## BEGIN DATA EXTRACT

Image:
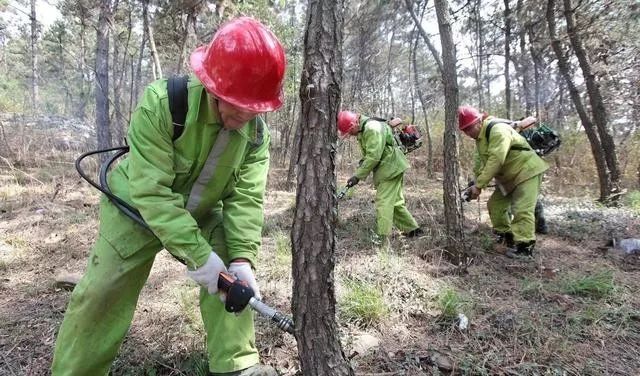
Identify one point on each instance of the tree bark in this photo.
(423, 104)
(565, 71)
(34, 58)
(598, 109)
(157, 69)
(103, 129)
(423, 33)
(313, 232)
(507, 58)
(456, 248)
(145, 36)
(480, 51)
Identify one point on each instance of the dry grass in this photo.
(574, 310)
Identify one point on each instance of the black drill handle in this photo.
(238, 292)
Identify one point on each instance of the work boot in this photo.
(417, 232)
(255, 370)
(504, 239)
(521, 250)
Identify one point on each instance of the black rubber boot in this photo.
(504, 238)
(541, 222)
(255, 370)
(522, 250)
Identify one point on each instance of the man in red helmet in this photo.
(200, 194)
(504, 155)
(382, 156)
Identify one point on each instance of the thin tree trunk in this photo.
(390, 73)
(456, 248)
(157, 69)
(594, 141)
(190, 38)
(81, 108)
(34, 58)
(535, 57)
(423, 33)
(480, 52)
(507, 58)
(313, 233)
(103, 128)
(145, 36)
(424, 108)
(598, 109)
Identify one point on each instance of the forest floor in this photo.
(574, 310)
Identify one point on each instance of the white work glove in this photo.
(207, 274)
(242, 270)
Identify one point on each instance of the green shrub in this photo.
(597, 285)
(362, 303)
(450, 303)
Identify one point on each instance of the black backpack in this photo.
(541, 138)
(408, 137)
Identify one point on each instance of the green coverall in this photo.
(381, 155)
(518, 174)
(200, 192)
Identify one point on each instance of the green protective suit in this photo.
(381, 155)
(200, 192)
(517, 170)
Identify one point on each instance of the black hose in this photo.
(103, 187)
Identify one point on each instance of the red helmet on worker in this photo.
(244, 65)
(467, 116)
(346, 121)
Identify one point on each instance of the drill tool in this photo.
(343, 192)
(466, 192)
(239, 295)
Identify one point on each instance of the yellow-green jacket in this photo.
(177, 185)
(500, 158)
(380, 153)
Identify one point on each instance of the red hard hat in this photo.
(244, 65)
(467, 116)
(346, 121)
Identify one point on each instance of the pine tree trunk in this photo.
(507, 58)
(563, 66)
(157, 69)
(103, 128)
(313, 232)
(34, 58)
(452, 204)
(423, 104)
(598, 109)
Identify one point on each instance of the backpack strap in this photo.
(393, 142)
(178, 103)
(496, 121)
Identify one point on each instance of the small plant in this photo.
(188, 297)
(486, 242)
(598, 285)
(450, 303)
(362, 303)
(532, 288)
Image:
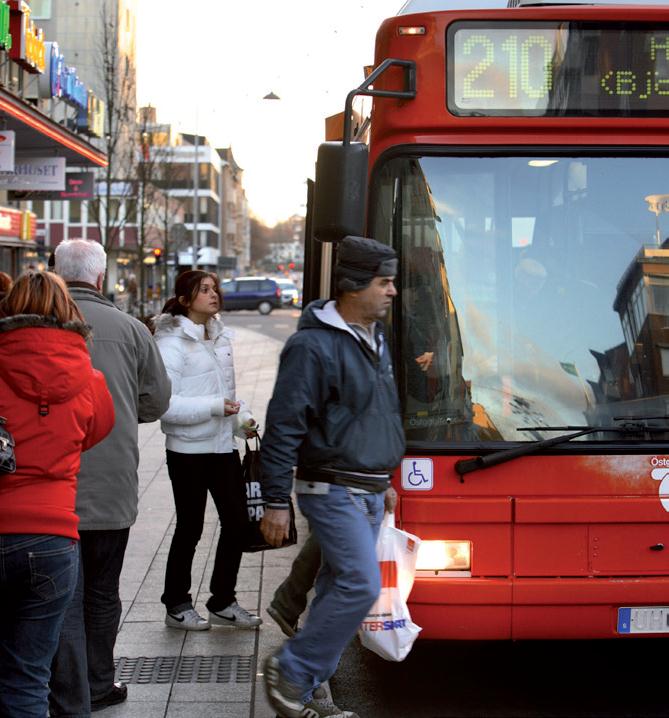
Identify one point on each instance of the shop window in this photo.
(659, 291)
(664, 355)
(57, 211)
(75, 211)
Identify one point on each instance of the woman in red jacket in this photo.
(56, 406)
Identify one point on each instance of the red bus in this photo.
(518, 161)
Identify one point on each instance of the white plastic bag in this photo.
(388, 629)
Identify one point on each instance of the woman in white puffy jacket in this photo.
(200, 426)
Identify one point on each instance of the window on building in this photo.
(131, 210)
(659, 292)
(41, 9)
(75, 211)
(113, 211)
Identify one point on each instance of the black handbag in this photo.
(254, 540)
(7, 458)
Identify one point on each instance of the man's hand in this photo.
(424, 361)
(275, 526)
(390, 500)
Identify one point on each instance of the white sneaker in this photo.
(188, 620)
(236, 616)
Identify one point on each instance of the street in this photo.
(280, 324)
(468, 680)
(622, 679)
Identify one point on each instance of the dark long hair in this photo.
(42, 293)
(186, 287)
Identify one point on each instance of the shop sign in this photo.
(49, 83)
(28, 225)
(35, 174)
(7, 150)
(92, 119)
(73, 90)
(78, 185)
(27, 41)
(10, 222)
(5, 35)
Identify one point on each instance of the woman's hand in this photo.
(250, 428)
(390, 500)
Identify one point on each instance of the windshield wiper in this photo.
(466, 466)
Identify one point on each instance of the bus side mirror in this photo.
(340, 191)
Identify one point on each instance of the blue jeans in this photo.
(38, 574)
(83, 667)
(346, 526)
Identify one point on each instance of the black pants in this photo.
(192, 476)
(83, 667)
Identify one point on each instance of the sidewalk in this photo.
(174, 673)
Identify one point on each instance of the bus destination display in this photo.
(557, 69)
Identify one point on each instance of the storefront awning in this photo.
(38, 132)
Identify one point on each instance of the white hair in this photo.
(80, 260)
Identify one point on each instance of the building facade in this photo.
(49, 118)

## END DATA EXTRACT
## BEGIN DATA EXTRACT

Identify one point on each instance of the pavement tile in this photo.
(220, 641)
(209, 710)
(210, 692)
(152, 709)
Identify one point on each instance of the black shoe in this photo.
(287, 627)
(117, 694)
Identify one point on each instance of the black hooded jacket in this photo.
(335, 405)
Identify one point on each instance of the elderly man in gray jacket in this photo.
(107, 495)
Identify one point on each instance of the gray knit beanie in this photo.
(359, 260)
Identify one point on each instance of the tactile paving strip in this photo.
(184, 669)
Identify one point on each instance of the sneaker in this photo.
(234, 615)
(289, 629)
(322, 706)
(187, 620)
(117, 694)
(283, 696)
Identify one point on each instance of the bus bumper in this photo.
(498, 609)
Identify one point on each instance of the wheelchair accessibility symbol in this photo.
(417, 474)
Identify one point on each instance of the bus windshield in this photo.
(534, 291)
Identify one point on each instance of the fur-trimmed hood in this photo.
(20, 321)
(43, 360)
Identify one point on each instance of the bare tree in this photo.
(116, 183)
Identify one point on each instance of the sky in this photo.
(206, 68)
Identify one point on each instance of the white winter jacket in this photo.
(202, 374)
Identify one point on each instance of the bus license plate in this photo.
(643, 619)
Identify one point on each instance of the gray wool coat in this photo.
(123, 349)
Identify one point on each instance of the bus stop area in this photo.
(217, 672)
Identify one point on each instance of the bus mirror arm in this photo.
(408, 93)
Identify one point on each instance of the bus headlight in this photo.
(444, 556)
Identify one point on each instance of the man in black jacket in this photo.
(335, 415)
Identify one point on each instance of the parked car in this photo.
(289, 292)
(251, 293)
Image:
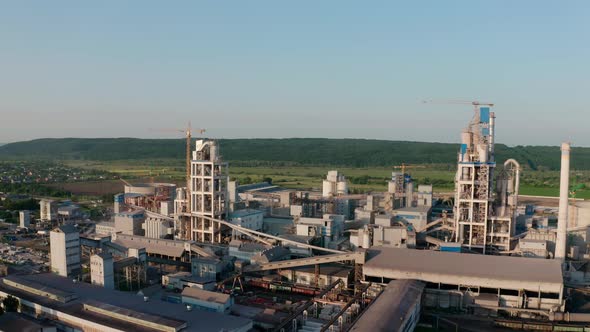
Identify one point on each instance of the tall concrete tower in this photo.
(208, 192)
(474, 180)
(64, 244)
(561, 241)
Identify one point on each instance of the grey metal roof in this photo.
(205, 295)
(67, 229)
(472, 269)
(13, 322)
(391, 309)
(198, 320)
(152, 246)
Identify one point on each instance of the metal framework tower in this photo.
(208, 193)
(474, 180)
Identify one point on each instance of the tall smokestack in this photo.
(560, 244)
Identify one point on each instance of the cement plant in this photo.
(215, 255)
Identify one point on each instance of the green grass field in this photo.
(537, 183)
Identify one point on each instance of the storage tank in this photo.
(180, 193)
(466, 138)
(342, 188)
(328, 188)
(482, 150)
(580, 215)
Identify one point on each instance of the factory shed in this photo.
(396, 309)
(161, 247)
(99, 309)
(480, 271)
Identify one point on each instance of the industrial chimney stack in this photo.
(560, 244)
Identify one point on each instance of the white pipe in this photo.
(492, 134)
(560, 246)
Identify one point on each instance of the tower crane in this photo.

## END DATA EXTRACT
## BEGIN DATA EXTRACT

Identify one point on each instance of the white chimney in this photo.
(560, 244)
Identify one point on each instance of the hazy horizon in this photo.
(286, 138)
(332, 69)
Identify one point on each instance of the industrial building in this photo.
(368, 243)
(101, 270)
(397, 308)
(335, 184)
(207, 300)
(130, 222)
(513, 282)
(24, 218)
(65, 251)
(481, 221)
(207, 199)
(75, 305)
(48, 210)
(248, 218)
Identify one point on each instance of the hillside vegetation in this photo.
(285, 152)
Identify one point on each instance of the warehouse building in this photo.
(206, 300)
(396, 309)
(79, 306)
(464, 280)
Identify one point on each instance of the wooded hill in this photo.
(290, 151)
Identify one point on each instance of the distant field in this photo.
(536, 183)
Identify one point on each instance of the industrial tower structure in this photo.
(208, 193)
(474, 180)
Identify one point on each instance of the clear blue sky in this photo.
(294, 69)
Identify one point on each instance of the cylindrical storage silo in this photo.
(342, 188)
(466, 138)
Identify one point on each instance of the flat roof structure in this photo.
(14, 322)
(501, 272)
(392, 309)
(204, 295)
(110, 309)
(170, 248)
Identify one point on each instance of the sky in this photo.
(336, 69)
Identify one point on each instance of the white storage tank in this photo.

## END DATA EXTRACT

## BRIEF
Please rewrite every line of the entries from the one containing "Identify one point on each instance of the cement" down to the one containing "Identify one point on each instance of the tower", both included, adding 121 to each coordinate in the answers. Reproduce the other lines in that span unchanged.

## RESPONSE TO THIS EXERCISE
Identify one point on each instance of the cement plant in this photo.
(336, 376)
Identify one point on each instance of the green grass field in this photo.
(658, 304)
Identify one point on each instance of the storage tank in this photo.
(301, 314)
(587, 259)
(463, 309)
(449, 309)
(603, 271)
(701, 336)
Identify one point on each instance of the factory shed in this photo.
(517, 430)
(282, 368)
(220, 430)
(601, 392)
Identify one point on each instance of the industrial chimney stack in this photo.
(681, 365)
Identify one point on each instance of the white pipe in this photo.
(613, 255)
(681, 367)
Identify one point on each instance of the tower crane in this photo.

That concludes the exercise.